> _WHAT TO DO_:
Count how many lines in the rows below contain the string "leaf". Reply with only that number.

> _SOURCE DATA_:
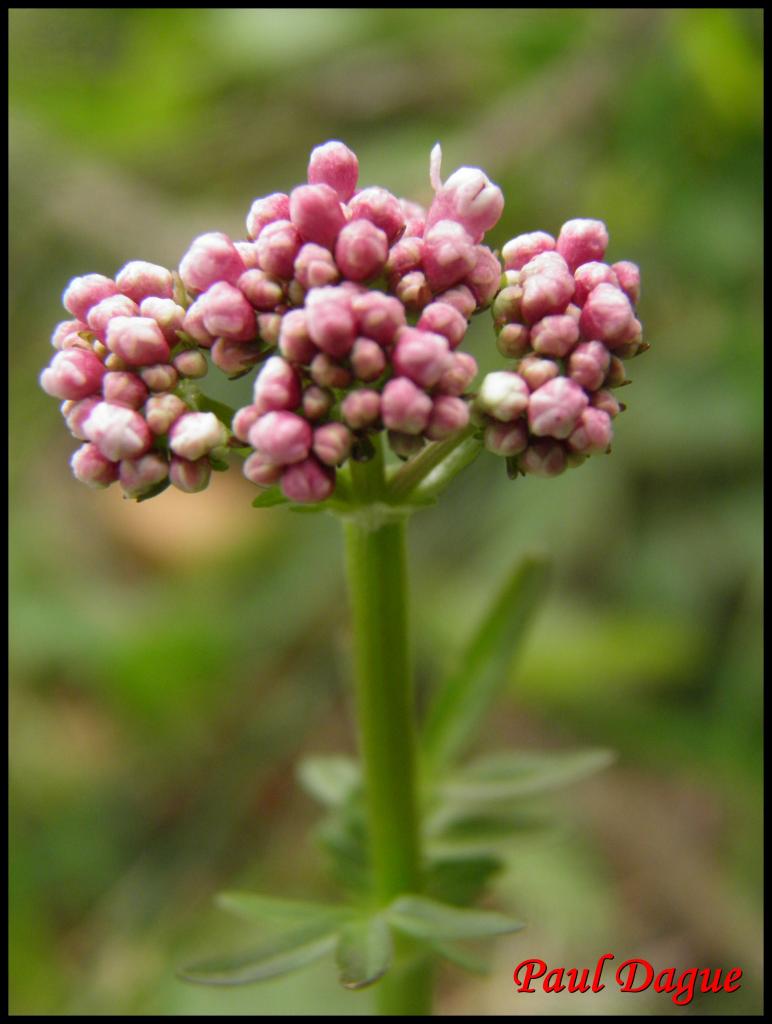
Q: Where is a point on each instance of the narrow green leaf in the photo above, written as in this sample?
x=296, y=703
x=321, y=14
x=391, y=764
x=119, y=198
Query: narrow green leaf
x=427, y=919
x=267, y=499
x=481, y=671
x=365, y=949
x=269, y=910
x=510, y=776
x=281, y=954
x=331, y=779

> _RESULT FOR THIS TASK_:
2